Stated task
Repeat exactly the lines from the line containing "Please pin the building" through the last line of the records below, inclusive, and nothing else.

Stored dataset items
• • •

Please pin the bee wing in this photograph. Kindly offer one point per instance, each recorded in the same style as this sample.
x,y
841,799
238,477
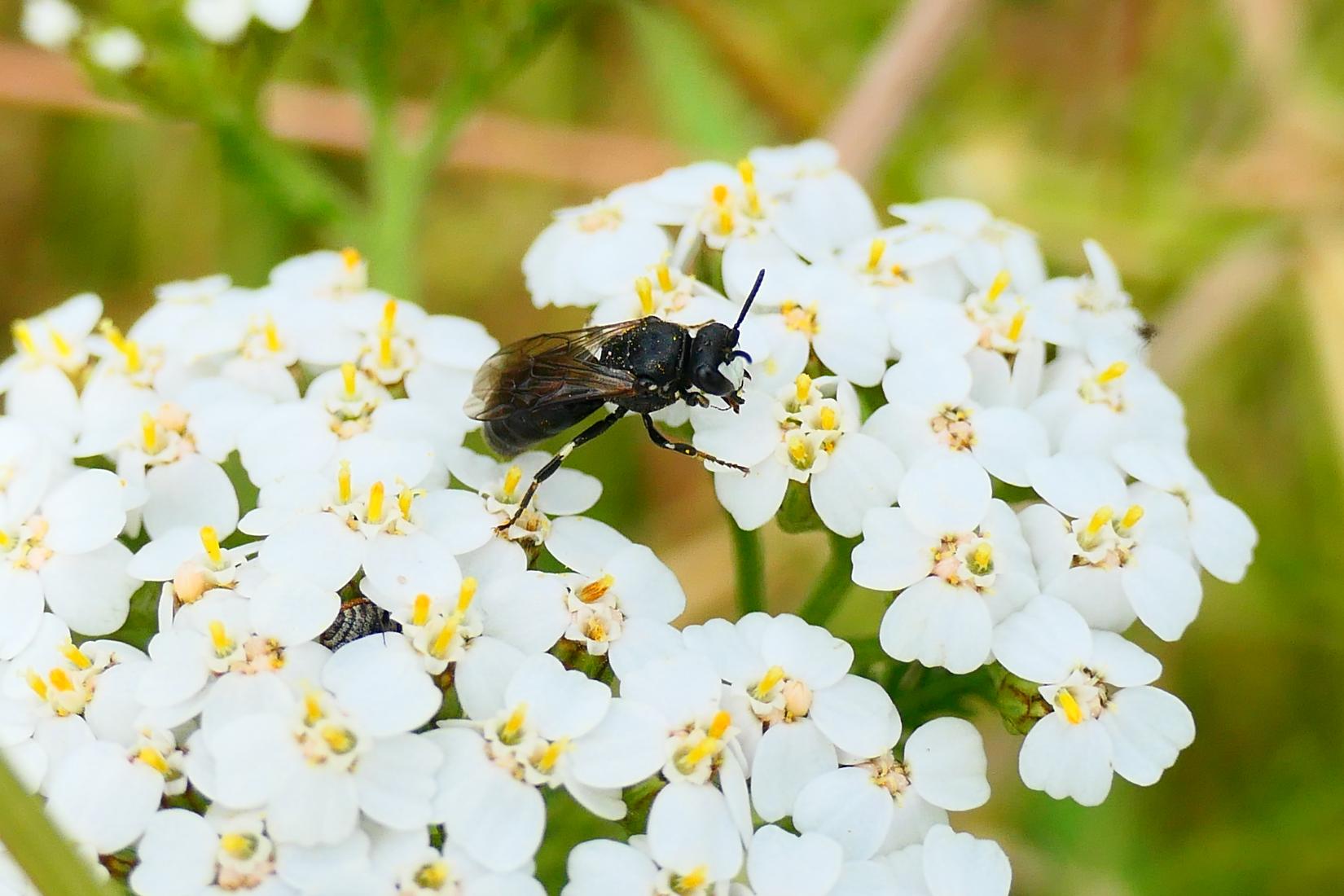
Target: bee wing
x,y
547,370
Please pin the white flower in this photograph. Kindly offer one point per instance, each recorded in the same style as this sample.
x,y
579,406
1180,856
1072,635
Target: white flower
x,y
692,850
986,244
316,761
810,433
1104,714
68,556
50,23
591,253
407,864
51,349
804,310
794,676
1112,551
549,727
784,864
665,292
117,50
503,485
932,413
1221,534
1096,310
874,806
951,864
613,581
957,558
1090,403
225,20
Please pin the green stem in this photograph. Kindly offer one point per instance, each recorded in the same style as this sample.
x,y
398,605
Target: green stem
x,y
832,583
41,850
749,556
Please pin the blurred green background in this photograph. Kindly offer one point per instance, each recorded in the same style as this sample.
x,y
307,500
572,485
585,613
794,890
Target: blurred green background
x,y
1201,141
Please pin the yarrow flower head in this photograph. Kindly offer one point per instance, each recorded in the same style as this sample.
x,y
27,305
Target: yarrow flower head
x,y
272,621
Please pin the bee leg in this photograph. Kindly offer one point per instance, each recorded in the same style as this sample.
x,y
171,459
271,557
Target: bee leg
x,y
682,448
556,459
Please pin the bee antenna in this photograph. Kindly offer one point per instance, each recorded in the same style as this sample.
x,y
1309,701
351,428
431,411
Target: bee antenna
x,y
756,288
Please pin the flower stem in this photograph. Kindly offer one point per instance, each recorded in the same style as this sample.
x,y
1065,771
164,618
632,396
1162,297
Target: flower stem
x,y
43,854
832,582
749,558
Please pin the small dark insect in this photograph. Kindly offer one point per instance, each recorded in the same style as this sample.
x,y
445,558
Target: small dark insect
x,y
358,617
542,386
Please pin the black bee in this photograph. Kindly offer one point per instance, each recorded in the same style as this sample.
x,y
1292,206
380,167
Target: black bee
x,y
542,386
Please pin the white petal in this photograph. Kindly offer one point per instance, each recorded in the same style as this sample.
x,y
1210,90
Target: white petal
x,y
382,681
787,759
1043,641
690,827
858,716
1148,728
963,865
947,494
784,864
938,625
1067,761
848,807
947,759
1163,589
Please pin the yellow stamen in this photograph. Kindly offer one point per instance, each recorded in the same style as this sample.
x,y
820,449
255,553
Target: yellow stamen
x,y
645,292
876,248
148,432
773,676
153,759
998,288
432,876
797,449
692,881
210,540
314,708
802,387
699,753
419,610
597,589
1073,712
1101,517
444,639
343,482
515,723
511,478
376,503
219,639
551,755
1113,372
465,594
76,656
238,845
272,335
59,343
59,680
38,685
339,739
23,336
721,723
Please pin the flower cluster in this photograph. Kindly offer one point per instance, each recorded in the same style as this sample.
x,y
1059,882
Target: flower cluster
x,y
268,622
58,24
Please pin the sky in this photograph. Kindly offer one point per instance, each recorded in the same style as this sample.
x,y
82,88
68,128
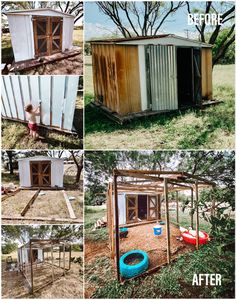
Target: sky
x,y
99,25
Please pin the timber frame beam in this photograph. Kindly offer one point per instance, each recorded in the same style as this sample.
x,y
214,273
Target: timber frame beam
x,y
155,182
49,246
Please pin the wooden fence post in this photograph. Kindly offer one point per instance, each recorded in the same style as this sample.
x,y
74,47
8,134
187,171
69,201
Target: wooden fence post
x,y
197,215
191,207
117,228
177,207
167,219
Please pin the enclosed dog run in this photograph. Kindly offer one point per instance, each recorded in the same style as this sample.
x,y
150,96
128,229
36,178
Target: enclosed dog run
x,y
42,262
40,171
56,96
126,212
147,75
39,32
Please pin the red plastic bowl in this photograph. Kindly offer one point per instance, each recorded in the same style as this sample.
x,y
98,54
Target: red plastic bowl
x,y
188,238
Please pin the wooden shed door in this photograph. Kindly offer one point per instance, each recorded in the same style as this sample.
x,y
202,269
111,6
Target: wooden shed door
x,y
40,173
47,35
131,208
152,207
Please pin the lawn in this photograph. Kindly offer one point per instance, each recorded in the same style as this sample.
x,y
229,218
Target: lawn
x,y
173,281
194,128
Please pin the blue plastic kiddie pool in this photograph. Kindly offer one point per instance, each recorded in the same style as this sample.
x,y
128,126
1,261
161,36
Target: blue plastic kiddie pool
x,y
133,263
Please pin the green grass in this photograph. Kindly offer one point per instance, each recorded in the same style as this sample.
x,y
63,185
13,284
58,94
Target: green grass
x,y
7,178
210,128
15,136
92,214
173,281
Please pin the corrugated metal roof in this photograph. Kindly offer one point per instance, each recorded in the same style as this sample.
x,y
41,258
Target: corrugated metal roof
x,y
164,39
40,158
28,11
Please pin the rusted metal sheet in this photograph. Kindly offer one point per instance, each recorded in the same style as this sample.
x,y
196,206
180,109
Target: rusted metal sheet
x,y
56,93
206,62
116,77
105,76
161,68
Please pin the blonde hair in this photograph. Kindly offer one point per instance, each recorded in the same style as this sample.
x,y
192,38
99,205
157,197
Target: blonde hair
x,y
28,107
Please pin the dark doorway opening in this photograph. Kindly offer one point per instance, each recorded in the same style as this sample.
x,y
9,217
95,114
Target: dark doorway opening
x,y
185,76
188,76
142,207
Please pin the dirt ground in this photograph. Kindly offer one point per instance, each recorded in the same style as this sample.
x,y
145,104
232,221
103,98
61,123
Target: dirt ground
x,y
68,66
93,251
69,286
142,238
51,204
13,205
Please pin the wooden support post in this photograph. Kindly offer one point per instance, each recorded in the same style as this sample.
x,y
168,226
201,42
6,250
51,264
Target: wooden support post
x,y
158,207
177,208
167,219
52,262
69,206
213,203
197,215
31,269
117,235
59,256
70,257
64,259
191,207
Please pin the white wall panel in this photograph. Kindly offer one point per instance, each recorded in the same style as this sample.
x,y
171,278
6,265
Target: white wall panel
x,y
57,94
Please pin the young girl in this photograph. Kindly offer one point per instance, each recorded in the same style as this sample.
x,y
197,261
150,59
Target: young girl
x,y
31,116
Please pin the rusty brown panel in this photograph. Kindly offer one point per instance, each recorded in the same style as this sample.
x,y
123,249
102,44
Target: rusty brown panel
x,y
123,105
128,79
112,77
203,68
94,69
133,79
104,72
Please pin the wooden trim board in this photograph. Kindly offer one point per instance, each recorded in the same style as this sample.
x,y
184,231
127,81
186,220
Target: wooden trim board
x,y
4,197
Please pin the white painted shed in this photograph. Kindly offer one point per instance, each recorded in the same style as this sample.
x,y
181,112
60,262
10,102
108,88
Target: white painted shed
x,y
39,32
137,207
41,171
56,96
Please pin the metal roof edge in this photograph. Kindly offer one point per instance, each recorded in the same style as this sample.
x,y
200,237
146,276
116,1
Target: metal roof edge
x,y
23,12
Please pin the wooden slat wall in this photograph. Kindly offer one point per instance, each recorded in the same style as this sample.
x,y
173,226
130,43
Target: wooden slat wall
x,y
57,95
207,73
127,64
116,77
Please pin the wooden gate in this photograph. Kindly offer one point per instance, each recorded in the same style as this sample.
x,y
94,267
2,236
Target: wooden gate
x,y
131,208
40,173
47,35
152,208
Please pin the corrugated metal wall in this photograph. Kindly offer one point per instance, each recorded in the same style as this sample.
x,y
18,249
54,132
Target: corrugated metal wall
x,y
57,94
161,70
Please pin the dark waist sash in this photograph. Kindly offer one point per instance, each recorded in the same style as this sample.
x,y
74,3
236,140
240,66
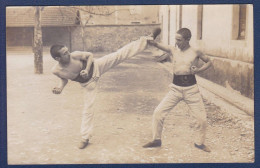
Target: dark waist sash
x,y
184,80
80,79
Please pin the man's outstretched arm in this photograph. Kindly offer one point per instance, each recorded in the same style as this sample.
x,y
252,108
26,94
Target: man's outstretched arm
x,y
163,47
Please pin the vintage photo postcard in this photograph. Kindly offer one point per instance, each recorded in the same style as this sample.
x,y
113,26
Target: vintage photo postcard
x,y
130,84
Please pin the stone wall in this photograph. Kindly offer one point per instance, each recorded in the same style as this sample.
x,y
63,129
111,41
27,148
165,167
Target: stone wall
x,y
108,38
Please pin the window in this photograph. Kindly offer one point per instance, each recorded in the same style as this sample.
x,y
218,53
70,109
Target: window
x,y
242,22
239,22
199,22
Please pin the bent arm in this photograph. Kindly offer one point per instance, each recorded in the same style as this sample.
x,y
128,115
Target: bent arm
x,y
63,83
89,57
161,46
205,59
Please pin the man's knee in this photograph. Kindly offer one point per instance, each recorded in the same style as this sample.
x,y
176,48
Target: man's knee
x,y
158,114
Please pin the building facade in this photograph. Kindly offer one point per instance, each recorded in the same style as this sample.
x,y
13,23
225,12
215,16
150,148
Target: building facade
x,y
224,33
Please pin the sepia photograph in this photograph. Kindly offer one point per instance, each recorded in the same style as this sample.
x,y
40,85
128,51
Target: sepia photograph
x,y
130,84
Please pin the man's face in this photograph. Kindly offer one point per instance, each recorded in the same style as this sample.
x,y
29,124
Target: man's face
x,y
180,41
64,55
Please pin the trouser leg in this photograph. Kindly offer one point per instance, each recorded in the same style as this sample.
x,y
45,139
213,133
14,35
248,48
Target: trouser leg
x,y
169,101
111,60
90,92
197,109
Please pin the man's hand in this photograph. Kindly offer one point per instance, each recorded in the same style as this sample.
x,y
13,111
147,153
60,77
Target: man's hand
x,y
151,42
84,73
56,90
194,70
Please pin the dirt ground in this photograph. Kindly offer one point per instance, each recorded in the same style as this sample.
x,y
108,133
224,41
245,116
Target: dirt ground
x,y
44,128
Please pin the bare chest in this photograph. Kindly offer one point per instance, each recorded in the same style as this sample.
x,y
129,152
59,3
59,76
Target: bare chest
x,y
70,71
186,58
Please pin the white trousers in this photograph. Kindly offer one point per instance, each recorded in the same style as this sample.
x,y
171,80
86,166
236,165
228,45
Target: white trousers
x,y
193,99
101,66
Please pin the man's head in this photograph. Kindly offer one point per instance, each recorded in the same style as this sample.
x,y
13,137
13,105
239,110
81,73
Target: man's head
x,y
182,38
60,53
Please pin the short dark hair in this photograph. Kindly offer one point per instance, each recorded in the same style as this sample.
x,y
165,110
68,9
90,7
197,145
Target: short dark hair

• • •

Answer below
Please pin the building facade in this photograph. Kindly offer one point per instance, each recorded in the same style as this sample.
x,y
13,23
225,12
215,16
150,148
Target: building facade
x,y
224,33
Please pin the sepia photograph in this photograph. Kindly offer one point per instance, each recorded in the same style as this sample.
x,y
40,85
128,51
Target: sepia photograph
x,y
130,84
Please pin the man's face in this photograph. Kindly offer one point per instance, each recorded in the same style as this sample.
x,y
29,124
Target: man's face
x,y
180,41
64,55
Please pin the trouser leg in this photograph. Kindly offer one point per instance, each recorded in the same style as this sample.
x,y
45,139
213,133
14,35
248,48
Target: trouser leg
x,y
169,101
111,60
90,92
197,109
Please pin the man's hand in this photograph. Kindly offer one point per instance, each recorded in the same style as this sample.
x,y
13,111
147,153
60,77
Target: man's hand
x,y
151,42
84,73
56,90
194,70
Please pin the dirt ground in this photograph. Kindly offer one point per instance, each recorded in the same style as this sample.
x,y
108,133
224,41
245,116
Target: dirt ground
x,y
44,128
Please pin the bare chest in this photograph. Kindly offer one point per instance, each recorded in the same style as this sample.
x,y
129,152
59,3
59,76
Target: bare chest
x,y
70,71
186,58
Please pin the white trousers in this photograph. Kindly offer one point per instance, each recorded in the same style as this sample.
x,y
171,80
86,166
236,165
228,45
Target: white trousers
x,y
193,99
101,66
Please pin the man's head in this photograph. Kindly offer one point per instance, each recorded in the same style as this sample.
x,y
13,137
13,105
239,110
81,73
Target: man's head
x,y
182,38
60,53
Please pin the short dark hair in this photograph. Kindly offer one point per instance, each recorded in the same style as this sample.
x,y
165,110
68,9
90,7
197,145
Target: short dark hair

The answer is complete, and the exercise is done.